- WHAT YOU ARE ASKED TO DO
Leaving the images aside, transcribe all the data below exactly.

- DATASET ENTRIES
====

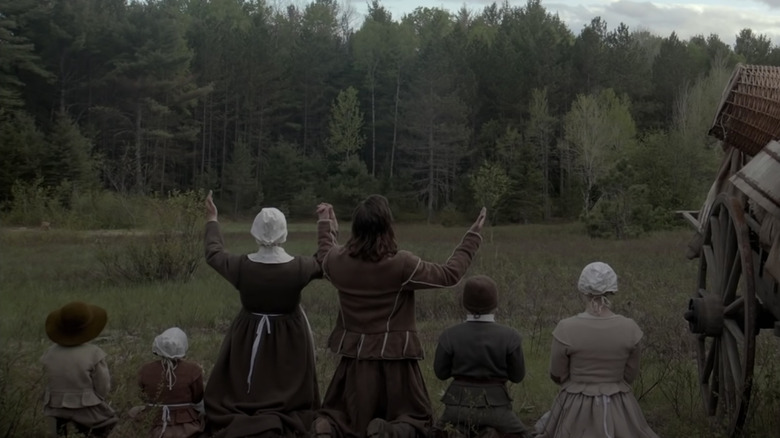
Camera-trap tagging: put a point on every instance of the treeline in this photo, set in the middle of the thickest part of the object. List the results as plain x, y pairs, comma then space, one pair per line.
287, 105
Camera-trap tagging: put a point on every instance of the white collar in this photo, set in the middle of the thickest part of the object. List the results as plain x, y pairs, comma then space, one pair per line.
271, 255
488, 317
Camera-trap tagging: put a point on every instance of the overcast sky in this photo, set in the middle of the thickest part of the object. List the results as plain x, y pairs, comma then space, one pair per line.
722, 17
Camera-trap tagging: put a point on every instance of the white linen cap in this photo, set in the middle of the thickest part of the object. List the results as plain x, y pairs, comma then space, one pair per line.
597, 278
171, 344
270, 230
269, 227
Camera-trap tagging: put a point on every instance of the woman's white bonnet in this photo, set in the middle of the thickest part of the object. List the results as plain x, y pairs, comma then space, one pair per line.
269, 227
171, 344
597, 278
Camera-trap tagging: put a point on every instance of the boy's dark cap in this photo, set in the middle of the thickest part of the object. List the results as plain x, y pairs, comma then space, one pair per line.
480, 295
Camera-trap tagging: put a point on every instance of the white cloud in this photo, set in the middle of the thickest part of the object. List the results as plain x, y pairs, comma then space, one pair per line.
724, 18
771, 3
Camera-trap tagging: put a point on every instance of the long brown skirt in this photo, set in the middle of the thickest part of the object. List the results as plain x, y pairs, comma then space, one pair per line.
283, 395
362, 390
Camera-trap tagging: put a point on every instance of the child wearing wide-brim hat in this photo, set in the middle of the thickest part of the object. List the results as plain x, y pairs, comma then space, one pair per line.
78, 380
480, 356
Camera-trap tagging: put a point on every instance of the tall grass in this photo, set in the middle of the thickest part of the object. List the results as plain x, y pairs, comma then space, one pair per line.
536, 268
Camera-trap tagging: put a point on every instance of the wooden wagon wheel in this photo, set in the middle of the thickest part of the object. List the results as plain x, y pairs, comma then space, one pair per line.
722, 314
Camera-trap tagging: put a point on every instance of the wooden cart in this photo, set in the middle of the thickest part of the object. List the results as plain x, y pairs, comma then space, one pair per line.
738, 245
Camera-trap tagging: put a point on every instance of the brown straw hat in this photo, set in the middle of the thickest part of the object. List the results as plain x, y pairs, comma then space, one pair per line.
75, 323
480, 295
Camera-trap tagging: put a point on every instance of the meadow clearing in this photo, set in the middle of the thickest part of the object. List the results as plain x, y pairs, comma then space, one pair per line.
536, 267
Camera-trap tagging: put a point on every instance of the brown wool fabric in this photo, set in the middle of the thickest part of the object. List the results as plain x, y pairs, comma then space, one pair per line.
75, 323
480, 295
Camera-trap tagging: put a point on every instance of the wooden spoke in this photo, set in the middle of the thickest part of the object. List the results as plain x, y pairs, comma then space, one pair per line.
725, 357
736, 306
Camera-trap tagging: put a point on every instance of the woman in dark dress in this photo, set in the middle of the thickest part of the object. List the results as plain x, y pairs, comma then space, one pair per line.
263, 382
378, 389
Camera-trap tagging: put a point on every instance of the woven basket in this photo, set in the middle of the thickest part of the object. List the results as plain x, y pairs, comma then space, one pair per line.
749, 115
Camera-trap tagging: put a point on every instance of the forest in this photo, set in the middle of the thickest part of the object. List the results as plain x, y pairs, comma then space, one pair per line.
288, 105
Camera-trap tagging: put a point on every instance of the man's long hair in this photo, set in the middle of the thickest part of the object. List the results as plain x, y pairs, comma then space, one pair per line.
372, 237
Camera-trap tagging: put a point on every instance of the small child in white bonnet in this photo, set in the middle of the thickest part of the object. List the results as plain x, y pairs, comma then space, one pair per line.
172, 388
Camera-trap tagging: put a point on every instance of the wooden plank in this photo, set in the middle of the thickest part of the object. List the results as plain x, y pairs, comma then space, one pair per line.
689, 216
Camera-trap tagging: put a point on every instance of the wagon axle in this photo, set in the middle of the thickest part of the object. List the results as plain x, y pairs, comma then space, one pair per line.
705, 315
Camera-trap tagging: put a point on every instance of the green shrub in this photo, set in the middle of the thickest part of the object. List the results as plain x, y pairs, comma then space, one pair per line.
169, 249
32, 203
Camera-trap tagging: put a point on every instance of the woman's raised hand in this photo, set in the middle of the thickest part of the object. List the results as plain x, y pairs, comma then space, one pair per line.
325, 212
211, 209
480, 222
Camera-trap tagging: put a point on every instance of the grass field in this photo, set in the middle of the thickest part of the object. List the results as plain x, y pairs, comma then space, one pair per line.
536, 268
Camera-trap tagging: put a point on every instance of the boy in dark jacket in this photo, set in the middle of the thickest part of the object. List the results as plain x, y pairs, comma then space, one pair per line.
481, 356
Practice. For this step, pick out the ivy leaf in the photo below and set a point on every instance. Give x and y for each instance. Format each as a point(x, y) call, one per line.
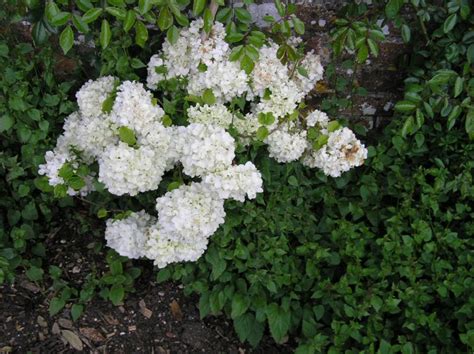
point(127, 136)
point(60, 18)
point(144, 6)
point(66, 39)
point(105, 34)
point(450, 23)
point(393, 8)
point(92, 15)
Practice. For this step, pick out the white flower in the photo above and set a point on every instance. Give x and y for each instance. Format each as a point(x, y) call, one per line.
point(224, 78)
point(164, 250)
point(190, 212)
point(314, 72)
point(246, 126)
point(317, 117)
point(217, 114)
point(235, 182)
point(92, 95)
point(204, 148)
point(154, 77)
point(342, 152)
point(134, 107)
point(129, 236)
point(126, 170)
point(285, 145)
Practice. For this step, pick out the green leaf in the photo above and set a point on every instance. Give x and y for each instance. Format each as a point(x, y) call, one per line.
point(127, 136)
point(105, 34)
point(243, 15)
point(118, 13)
point(198, 7)
point(84, 5)
point(362, 54)
point(450, 23)
point(141, 34)
point(248, 329)
point(55, 305)
point(129, 21)
point(60, 18)
point(6, 122)
point(66, 39)
point(406, 33)
point(80, 24)
point(393, 8)
point(405, 106)
point(278, 321)
point(35, 273)
point(240, 304)
point(247, 64)
point(458, 86)
point(163, 275)
point(469, 124)
point(165, 19)
point(116, 294)
point(76, 311)
point(298, 25)
point(144, 6)
point(173, 34)
point(374, 48)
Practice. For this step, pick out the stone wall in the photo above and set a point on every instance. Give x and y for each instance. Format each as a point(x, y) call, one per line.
point(382, 76)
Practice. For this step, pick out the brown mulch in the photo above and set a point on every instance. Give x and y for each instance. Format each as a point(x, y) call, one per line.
point(157, 318)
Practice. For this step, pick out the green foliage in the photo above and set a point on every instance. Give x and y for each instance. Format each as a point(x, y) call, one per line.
point(380, 259)
point(31, 100)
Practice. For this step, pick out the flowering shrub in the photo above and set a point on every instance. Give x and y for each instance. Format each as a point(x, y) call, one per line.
point(122, 139)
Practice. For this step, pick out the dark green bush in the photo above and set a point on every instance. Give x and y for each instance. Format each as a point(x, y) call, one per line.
point(381, 258)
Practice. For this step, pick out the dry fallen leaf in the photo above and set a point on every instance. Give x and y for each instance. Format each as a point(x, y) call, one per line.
point(73, 339)
point(55, 329)
point(42, 322)
point(92, 333)
point(144, 310)
point(65, 323)
point(176, 310)
point(110, 320)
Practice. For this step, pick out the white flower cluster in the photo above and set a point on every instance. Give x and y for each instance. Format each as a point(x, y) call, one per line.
point(124, 130)
point(342, 152)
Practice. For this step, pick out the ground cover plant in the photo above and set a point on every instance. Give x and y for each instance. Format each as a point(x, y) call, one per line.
point(376, 260)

====

- EXPECTED ANSWER
Camera-trap tagging: put a point on every instance of the treeline in this photo, set in the middle of the thickest part of the object. List the results as plain x, y pairs, comma then space, one pair per line.
287, 105
Camera-trap tagging: put a point on every instance of the white collar in this photo, set in the middle of the thickest part of the object. List the results as plain x, y pairs, comma then space, one pair per line.
271, 255
488, 317
Camera-trap tagging: put a point on every instance of the overcast sky in this photo, set in the middle of the thickest part of the object. List the results as plain x, y pairs, comma then space, one pair per line.
722, 17
Camera-trap tagging: put a point on every instance of the white linen cap in this photo, set in the middle of the thickest part of the object. List the results as plain x, y pairs, comma then space, one pair per line.
597, 278
171, 344
270, 230
269, 227
Camera-trap tagging: put a point on every instance of the woman's white bonnet in this photo, set in the middle of the thickest part of the object. List the results as plain x, y pairs, comma then space, one pair per line.
269, 227
171, 344
597, 278
Camera-trap tagging: put a point on every instance of the boy's dark cap in this photo, set in the middle of the thickest part of the object. List the results as plain x, y pairs, comma then space, one pair per line.
480, 295
Camera-trap tagging: put a point on every instance of the white cloud in this photo, set in the middle of the thickest part of the object. List the results as plain x, y pairs, comma then space, one pair per line.
724, 18
771, 3
Camera-trap tagging: put a point on every instance of the long brown skirt in this photo, set in the middle of the thickest part of the object. List the results as plain x, y pairs, comma then space, one pair per line.
283, 395
362, 390
Camera-trap tagging: put a point on every instance of the child wearing wide-brim hat in this photo, set in the middle of the thickest part of the object. List the results as plain x, y pairs, comma then space, one pair per line.
78, 380
480, 356
Camera-trap tagging: put a point on every instance of the tall grass in this photo, set in the middle of the thickest part of the object. List the results as plain x, y pairs, comma then space, one pair per line.
536, 268
Camera-trap tagging: put a point on every instance of the wooden wagon wheel in this photo, set in the middle of the thickest part of the object. List the results as plain x, y pairs, comma then space, one pair per line.
722, 314
Camera-trap tagging: put a point on every instance of the wooden cart in this photo, set in the middle of the thickest part of the object. List the results as plain x, y pairs, comma then space, one pair per line.
738, 245
Camera-trap tagging: put a point on every instance of the brown straw hat in this photo, set in the middle of the thickest part of the object. List the results as plain x, y pairs, comma then space, one pair per line.
75, 323
480, 295
Camera-trap tagging: put a point on every instance of the meadow clearing in this photo, set in the middle of the thickest part of the object. List the results as plain x, y pairs, comma then space, one pair per line.
536, 267
Camera-trap tagging: put a point on every instance of the brown wool fabric in this photo, set in the middle of the thickest part of the object. List the results as plain x, y pairs, comma then space, one pair per line.
75, 323
480, 295
Camera-trap tagging: put a point on every instance of the wooden spoke in this photo, set in the middle of the thickest part of the object. List the results as plain x, y pairs, comma then space, one pair per line.
725, 357
736, 306
Camera-trap tagging: put a point on every instance of the woman in dark dress in this photo, set in the middle of the thickest part of the object. List the results as plain x, y pairs, comma then space, one pair per line.
263, 382
378, 389
Camera-trap tagging: put a point on every instance of the woven basket in this photo, set in the middle of the thickest part of the object. List the results as plain x, y pairs, comma then space, one pair per line.
749, 115
Camera-trap tagging: put a point on every instance of the forest in this photo, set in the middle of the thickest part of the object. List the results as plain x, y pairs, comma then space, one pair per line.
288, 105
Camera-trap tagging: put a point on every instance of the man's long hair in this photo, set in the middle of the thickest part of the object. List the results as plain x, y pairs, comma then space, one pair per line.
372, 237
Camera-trap tagging: put a point on every instance of the small child in white bonnet in this photo, set in the middle of the thickest part of the object. List the results as plain x, y pairs, comma then space, one pair per line.
172, 388
Camera-trap tagging: put a point on every instance of the wooden plank in this photo, set in the middle of the thickest part of the object. List the results as plain x, y pairs, comma then space, one pair per line.
689, 216
Camera-trap tagging: put a point on every instance of the wagon axle in this photo, set in the middle of the thickest part of the object. List the results as plain x, y pairs, comma then space, one pair per line.
705, 315
Camera-trap tagging: put a point on every instance of the green shrub in this photo, set in the middle of the thickest part of the object. List the results as plain x, y pairs, comma then space, one pair per line.
169, 249
32, 203
Camera-trap tagging: put a point on every instance of the woman's raised hand in this photo, set in the middle of the thickest part of the object. List the results as plain x, y pairs, comma then space, one pair per line.
325, 212
211, 209
480, 222
Camera-trap tagging: put a point on every instance of the grass field in this photo, set in the middle of the thickest part of the object. List the results as plain x, y pairs, comma then space, one pair per line.
536, 268
Camera-trap tagging: put a point on every instance of the boy in dark jacket in this photo, set in the middle of the thickest part of the object. List the results as plain x, y pairs, comma then space, one pair per line.
481, 356
Practice. For this step, pick out the ivy leaf in the photo below and set a point on every instance. Give x and y for each instance. Format each as a point(x, y) call, one per line.
point(127, 136)
point(60, 18)
point(144, 6)
point(66, 39)
point(105, 34)
point(450, 23)
point(393, 8)
point(92, 15)
Practice. For this step, pick out the white flower in the photo above and set a point on every instance. Give x and y for each instance. Format each as a point(x, y) call, one per line.
point(224, 78)
point(164, 250)
point(190, 212)
point(314, 72)
point(246, 126)
point(317, 117)
point(217, 114)
point(235, 182)
point(92, 95)
point(204, 148)
point(154, 77)
point(342, 152)
point(134, 107)
point(129, 236)
point(126, 170)
point(285, 145)
Practice. For this step, pick out the green leaf in the photo above and set a point on every instance. Give x and y for each instance. Format each as a point(x, y) call, one per line.
point(127, 136)
point(105, 34)
point(243, 15)
point(118, 13)
point(198, 7)
point(84, 5)
point(362, 54)
point(450, 23)
point(141, 34)
point(248, 329)
point(55, 305)
point(129, 21)
point(60, 18)
point(6, 122)
point(66, 39)
point(406, 33)
point(80, 24)
point(393, 8)
point(405, 106)
point(278, 321)
point(35, 273)
point(240, 304)
point(247, 64)
point(458, 86)
point(163, 275)
point(469, 124)
point(165, 19)
point(116, 294)
point(76, 311)
point(298, 25)
point(144, 6)
point(173, 34)
point(374, 48)
Practice. For this step, pick out the stone wall in the photo above and set a point on every instance. Give x and y for each instance. Format each as a point(x, y) call, one per line.
point(382, 76)
Practice. For this step, pick out the brown mulch in the photo above and set a point on every instance. Give x and y for each instance. Format each as a point(x, y) call, one per line.
point(157, 318)
Practice. For this step, pick out the green foliage in the photo above and set a point on every instance. Give x and y for each instance. Format each as a point(x, y) call, one per line.
point(380, 259)
point(31, 100)
Practice. For this step, pick out the flowering shrub in the photo above and set a point on every instance. Give x and y for each instance. Format each as a point(x, y) call, one per line.
point(122, 139)
Practice. For this step, pick out the dark green bush in the photo above and set a point on every instance. Give x and y for each instance. Format each as a point(x, y) call, one per line.
point(381, 258)
Practice. For this step, pick out the dry fallen leaf in the photo above and set a point on every instance. Give x and y for each instance. Format each as a point(x, y) call, one per line.
point(73, 339)
point(55, 329)
point(42, 322)
point(92, 333)
point(144, 310)
point(65, 323)
point(176, 310)
point(110, 320)
Practice. For this step, pick out the white flower cluster in the photo above and set a point on every instance. Give x and y for each instance. Format each as a point(x, y) call, one per line.
point(124, 130)
point(342, 152)
Practice. For this step, pick out the ground cover plant in the photo above and set a point on every instance. Give x and y for each instance. Format each as a point(x, y) call, one per line.
point(376, 260)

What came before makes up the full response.